Polaritäten: Der bestimmende Faktor im Werk Ruthenbecks sind Gegensätze, deren Spannung  und ihre Auflösung. Man könnte geradezu vom übergeordneten dualistischen  Prinzip sprechen, das auch bei unterschiedlichsten Arbeiten ein tertium comparationis abgibt. Dem Materialkontrast kommt hier eine frühe und entscheidende Bedeutung zu, Entsprechungen im Formalen schließen sich zwangsläufig an. Ohne langes Suchen addiert sich bald ein gutes Dutzend an Begriffspaaren, die uns  auf die eine oder andere Art, mehr oder minder stark ausgeprägt in jedem Objekt  Ruthenbecks begegnen: Weich / hart, hell / dunkel (auch im Farbkontrast schwarz / weiß), warm / kalt, leicht / schwer, durchsichtig / undurchsichtig, männlich / weiblich auch, wie für warm / kalt, in der Gegenüberstellung der Farben Rot / Blau, offen / geschlossen, rund / eckig, amorph / gestaltet, entspannt / gespannt, schlaff / straff,  labil / stabil. Die Auflistung von Gegensatzpaaren könnte noch beliebig fortgesetzt  werden, etwa für die (wenigen) kinetischen Objekte um Ruhe und Bewegung oder  Aktion und Reaktion.
Gegensätze werden nicht willkürlich einander konfrontiert, sondern sie werden in Beziehung gesetzt, in ein Verhältnis zueinander gebracht mit  dem Ziel einer formalen Lösung ihrer scheinbaren Unvereinbarkeit.

Erdanziehung: Das physikalische Phänomen der Schwerkraft ist für Ruthenbeck Anlass wie  Hilfsmittel für seine Objekte.

### Bereitgestelltes Material
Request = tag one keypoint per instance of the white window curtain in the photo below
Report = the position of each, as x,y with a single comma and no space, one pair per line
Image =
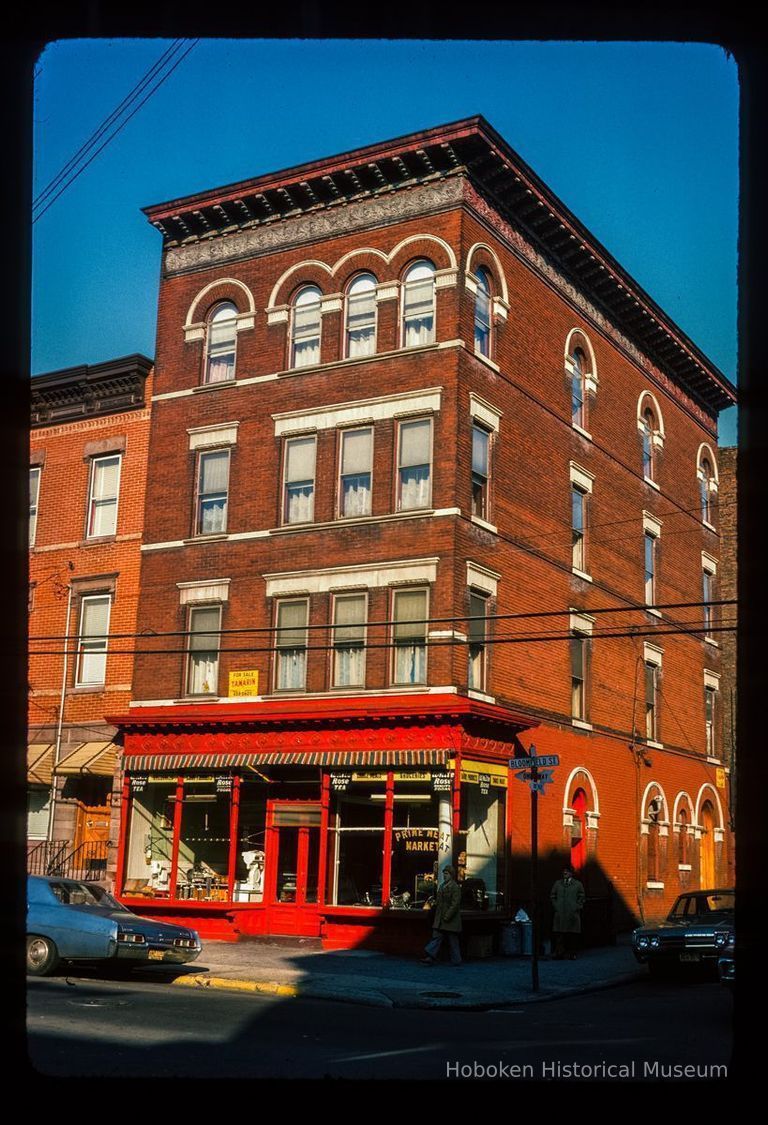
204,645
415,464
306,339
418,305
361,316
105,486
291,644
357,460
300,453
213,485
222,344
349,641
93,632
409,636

---

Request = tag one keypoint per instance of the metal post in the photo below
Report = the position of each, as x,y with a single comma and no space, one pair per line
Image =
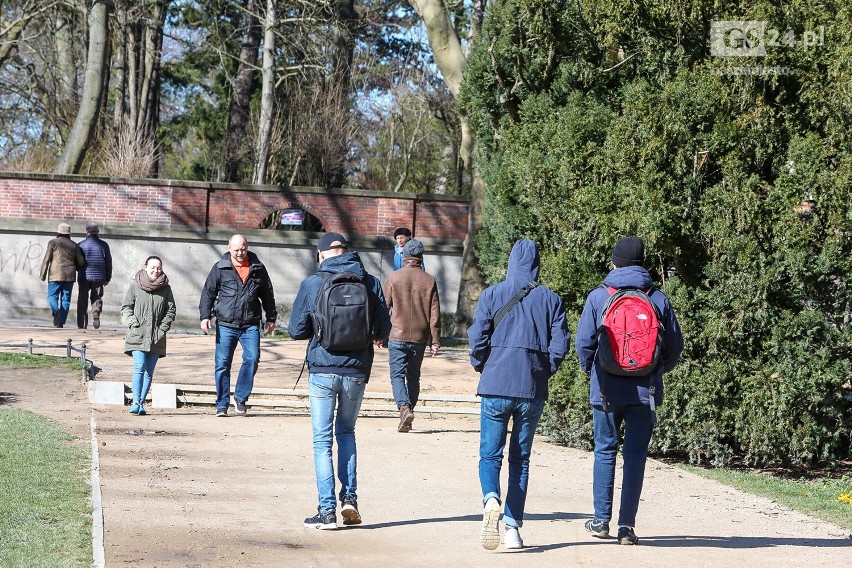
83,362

### Aufgaben
(1) Welche Farben werden im Textauszug über Ruthenbecks Werk genannt? Zähle alle auf.
(2) Führe den Textauszug über Ruthenbecks Werk im Anschluss an seinen letzten Satz weiter.

### Lösungen
(1) schwarz, weiß, Rot, Blau

(2)
Spannungen, formale Bildungen, Gewichtungen und  Leichtigkeiten, die sich aus der willkürlich gebremsten oder scheinbar aufgehobenen  Schwerkraft ergeben, sind ihm häufig eingesetzte gestalterische Möglichkeiten. Das indifferente Gleichgewicht, die Balance, das Schweben werden exemplarisch demonstriert und auf mancherlei Weise exerziert. Der Tisch auf Stahlstäben von 1984 und der Tisch auf gelber Kugel aus dem folgenden Jahr sind reife Ausformungen der Bewältigung dieses Problems. Der Tisch als das tektonische Prinzip von tragenden und lastenden Teilen schlechthin begibt sich seiner Standfestigkeit, indem er auf der gleichmäßig verteilten Spannung der Stahlstäbe schwebt, oder er verharrt in labiler Ruhe mit einem Bein auf die Kugel gestützt, die natürlich weder am Boden noch am Tischbein befestigt ist: Der Moment, bevor der Tisch  auf die Seite kippt, wird dadurch akzentuiert, dass die Kugel wegrollen könnte. Bereits die frühen Tropfenformen von 1967 deuten auf Ruthenbecks Faszination an der  Erscheinung, die folgenden Taschen, gehängten Tücher und Platten beziehen ebenso  Kraft und Effekt aus dieser Elementarbeobachtung wie die symmetrischen Bandobjekte der jüngeren Zeit.